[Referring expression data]
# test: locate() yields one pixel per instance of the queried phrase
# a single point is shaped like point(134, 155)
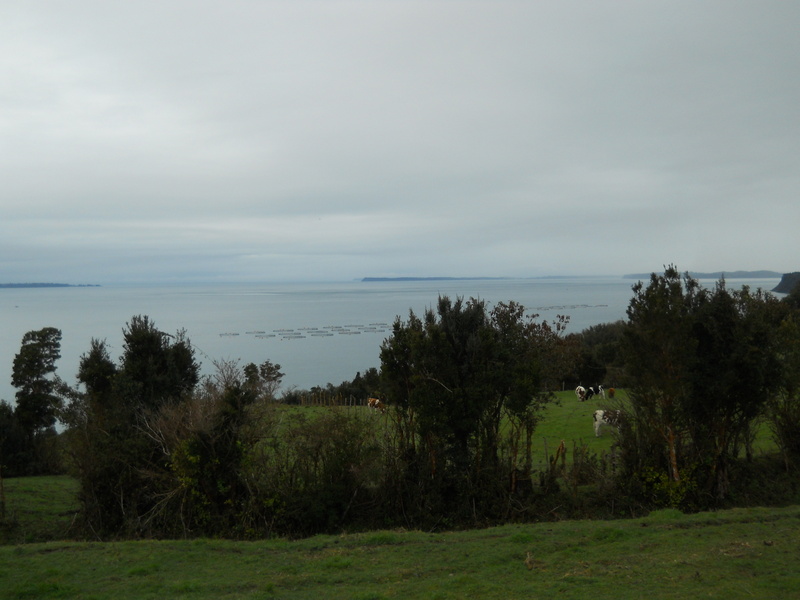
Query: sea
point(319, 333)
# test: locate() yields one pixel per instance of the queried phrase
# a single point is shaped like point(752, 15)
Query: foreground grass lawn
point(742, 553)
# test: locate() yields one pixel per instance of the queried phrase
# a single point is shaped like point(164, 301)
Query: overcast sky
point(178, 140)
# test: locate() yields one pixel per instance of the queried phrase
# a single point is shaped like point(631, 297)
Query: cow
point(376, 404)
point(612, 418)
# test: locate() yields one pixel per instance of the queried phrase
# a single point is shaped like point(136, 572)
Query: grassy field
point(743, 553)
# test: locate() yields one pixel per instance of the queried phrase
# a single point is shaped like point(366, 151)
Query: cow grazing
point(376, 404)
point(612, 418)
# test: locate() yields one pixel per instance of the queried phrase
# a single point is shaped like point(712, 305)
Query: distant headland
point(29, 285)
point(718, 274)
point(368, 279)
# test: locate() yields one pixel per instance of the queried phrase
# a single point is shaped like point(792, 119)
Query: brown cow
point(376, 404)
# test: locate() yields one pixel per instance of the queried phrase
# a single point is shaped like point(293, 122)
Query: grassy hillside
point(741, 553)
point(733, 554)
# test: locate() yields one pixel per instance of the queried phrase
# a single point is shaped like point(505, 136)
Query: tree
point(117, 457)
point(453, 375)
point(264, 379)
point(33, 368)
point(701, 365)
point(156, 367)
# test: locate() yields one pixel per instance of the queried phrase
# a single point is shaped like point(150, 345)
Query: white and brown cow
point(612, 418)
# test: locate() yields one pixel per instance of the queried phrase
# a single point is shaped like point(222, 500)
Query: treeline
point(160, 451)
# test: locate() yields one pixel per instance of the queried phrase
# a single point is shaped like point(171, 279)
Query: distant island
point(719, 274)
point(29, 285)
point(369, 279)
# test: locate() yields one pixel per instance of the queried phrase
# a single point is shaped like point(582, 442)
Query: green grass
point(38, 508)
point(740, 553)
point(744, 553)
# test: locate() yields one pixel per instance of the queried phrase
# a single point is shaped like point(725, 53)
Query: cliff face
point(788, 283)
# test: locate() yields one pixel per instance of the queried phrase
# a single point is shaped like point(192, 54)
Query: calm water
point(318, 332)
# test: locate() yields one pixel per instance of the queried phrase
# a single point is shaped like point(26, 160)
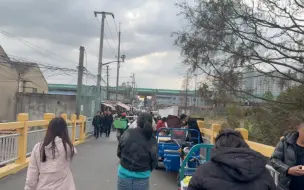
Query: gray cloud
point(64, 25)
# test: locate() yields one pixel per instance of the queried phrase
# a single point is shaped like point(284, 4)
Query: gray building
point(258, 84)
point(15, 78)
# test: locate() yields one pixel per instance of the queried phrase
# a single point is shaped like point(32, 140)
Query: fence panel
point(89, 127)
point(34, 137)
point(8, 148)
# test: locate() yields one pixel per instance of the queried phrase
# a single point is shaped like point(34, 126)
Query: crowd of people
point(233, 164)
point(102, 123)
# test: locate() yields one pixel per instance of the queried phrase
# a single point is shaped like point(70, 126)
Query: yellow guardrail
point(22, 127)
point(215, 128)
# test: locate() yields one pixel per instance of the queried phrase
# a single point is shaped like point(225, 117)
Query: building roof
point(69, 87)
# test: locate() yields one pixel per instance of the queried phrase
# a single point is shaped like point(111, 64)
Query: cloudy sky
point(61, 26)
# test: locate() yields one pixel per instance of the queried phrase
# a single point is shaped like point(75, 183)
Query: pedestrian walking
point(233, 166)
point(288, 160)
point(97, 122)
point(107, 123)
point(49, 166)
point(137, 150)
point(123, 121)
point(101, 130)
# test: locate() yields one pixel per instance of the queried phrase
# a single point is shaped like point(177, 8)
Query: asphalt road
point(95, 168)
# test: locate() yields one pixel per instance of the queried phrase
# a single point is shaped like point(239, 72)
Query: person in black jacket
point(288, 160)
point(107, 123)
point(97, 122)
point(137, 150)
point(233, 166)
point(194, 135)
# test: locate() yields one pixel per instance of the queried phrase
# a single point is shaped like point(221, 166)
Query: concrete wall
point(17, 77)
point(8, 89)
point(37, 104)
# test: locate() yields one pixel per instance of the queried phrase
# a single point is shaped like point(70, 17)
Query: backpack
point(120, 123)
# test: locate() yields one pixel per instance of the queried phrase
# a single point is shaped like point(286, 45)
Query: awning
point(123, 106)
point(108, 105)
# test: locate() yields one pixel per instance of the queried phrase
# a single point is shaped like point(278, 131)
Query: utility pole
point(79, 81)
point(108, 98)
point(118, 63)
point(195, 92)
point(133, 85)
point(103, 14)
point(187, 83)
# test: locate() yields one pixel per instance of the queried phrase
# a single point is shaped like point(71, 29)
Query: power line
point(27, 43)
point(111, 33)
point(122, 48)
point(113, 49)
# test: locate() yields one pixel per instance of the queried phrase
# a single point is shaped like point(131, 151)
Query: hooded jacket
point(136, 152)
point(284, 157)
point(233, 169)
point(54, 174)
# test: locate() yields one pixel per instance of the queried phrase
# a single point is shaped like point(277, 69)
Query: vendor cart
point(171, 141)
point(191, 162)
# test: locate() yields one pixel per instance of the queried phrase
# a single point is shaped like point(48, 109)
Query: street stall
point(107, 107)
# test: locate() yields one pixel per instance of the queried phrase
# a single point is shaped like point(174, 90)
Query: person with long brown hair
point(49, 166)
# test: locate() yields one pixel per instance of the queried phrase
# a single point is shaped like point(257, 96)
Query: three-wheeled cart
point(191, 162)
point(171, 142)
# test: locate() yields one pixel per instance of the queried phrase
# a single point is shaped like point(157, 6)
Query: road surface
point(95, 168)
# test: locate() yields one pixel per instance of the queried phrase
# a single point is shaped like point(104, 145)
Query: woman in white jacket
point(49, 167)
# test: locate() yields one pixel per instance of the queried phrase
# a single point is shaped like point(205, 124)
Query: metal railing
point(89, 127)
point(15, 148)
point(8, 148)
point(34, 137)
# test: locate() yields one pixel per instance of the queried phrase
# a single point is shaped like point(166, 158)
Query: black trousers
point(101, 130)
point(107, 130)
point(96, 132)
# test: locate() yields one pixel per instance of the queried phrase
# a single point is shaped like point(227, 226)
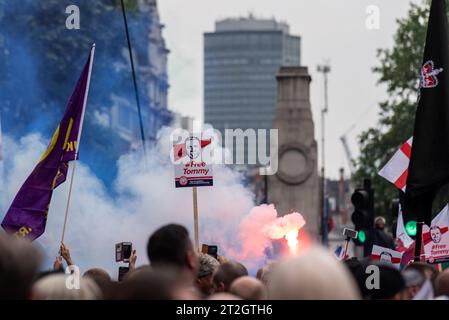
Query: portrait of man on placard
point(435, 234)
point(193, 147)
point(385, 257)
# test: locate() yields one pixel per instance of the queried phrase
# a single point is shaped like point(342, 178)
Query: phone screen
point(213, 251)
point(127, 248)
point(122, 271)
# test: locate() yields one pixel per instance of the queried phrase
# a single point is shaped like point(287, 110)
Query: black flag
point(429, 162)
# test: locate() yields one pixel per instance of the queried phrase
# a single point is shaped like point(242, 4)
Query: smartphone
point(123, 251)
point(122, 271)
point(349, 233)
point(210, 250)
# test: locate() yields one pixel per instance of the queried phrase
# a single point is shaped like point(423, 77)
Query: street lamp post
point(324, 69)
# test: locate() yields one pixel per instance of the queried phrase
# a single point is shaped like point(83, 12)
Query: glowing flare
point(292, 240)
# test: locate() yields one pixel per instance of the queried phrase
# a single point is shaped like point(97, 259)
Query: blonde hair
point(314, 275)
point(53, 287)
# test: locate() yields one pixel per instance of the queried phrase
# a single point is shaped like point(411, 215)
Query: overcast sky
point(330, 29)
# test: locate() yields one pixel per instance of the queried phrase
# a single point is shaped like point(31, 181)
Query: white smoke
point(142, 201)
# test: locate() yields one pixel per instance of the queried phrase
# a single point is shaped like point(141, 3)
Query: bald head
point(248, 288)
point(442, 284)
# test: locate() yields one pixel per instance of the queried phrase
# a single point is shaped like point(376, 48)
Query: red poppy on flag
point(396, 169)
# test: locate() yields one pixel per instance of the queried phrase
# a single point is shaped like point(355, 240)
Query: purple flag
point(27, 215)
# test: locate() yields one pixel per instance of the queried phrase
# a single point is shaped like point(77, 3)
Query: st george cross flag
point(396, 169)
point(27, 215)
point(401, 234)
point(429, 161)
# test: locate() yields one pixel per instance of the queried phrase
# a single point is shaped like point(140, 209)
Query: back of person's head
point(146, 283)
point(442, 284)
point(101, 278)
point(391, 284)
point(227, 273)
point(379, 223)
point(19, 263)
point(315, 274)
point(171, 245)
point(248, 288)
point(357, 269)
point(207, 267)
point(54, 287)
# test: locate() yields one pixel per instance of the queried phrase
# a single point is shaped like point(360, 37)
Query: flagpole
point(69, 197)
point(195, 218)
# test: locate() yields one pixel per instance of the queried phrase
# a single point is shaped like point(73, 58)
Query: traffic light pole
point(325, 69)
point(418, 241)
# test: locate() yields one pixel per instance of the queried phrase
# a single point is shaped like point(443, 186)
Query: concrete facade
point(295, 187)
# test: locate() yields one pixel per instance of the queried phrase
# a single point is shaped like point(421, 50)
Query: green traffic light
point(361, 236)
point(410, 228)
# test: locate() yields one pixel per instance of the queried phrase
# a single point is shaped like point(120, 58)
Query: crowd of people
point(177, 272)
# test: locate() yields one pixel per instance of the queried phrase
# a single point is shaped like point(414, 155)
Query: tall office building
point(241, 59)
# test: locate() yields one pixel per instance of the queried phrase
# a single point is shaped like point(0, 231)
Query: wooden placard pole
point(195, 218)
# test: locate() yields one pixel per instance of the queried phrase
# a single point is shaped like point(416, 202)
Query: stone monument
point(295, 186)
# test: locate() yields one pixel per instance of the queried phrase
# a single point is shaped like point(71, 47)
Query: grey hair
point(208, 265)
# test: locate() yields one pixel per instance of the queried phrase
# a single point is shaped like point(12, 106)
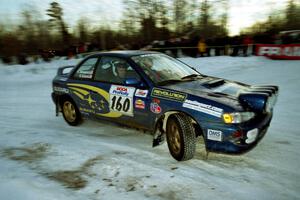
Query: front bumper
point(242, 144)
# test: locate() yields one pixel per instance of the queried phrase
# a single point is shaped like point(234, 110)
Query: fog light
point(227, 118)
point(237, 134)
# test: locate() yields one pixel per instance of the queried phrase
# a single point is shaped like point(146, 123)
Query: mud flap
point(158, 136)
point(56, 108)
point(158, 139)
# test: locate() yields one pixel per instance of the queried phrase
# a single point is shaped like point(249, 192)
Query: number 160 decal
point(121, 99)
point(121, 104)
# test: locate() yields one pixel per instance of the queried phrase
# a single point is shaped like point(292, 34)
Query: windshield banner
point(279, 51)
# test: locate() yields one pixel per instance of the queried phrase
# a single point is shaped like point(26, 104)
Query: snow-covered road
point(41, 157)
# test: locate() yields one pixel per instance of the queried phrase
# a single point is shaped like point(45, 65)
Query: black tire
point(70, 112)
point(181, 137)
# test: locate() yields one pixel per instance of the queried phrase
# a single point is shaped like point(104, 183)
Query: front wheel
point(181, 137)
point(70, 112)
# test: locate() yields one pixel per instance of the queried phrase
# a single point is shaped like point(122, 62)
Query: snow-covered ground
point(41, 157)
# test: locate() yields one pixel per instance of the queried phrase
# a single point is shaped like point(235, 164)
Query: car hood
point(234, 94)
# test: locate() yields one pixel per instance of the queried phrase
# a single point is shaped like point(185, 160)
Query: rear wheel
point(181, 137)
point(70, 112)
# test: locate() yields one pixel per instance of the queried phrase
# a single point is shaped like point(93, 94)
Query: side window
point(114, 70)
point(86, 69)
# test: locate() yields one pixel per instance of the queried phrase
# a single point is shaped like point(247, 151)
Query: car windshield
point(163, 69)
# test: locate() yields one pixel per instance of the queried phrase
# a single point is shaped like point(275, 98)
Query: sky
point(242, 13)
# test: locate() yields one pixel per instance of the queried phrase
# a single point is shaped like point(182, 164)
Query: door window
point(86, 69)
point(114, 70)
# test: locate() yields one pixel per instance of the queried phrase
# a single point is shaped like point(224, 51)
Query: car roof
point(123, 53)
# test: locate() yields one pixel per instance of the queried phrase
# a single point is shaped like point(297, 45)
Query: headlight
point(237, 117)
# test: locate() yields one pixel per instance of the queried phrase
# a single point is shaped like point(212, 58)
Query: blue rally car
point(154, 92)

● **BRIEF**
Only the lines starting at the one that includes "Query: back of person's head" and ending at the one that includes "# a single point is shaped like point(146, 123)" should be retyped, exactly, from the records above; no pictures.

● **RESPONSE TO THIS EXERCISE**
Query: back of person's head
point(146, 283)
point(442, 284)
point(101, 278)
point(391, 284)
point(227, 273)
point(379, 223)
point(19, 263)
point(315, 274)
point(171, 245)
point(248, 288)
point(357, 269)
point(207, 267)
point(54, 287)
# test: locate() yields one pixel per instance of the queried phrase
# a single point is shaped like point(360, 37)
Query: flagpole
point(69, 197)
point(195, 218)
# test: locate() yields one pixel per instance of the queried phrase
# a single point is shaped like point(73, 58)
Query: traffic light pole
point(325, 69)
point(418, 241)
# test: locate() yields one pixel per instance of the queried phrase
# a single point is shaped like point(443, 186)
Query: concrete facade
point(295, 187)
# test: locate() yields one pixel per instance of the queried phrase
# a single point is shaped like point(421, 50)
Query: green traffic light
point(361, 236)
point(410, 228)
# test: locate() yields one pixel per instance of the queried phrase
# a single point is shaped like point(120, 58)
Query: crowd of people
point(177, 272)
# test: locate() yields one pixel per instance of the queried phrase
# a single point is shaped like point(414, 155)
Query: tall office building
point(241, 59)
# test: locate() yields one pixel per instance of the queried phrase
# a single point is shaped like point(0, 231)
Query: wooden placard pole
point(195, 218)
# test: locate() yields one pixel per instance of the queried phrase
# a single point is shaped like point(416, 202)
Query: stone monument
point(295, 186)
# test: locate() yields one pixel per instance of the queried phrase
# a single point is shaped like point(71, 47)
Query: grey hair
point(208, 265)
# test: locate() yields one pixel per instance of the queried phrase
# a single point is shaped like point(12, 106)
Query: front bumper
point(242, 144)
# test: locate() yields one pixel per instance of the queried phrase
# a single point is shaped like point(234, 110)
Query: fog light
point(227, 118)
point(237, 134)
# test: locate() yields one pixel per instance of the queried phrase
# a single point is shaped like point(146, 123)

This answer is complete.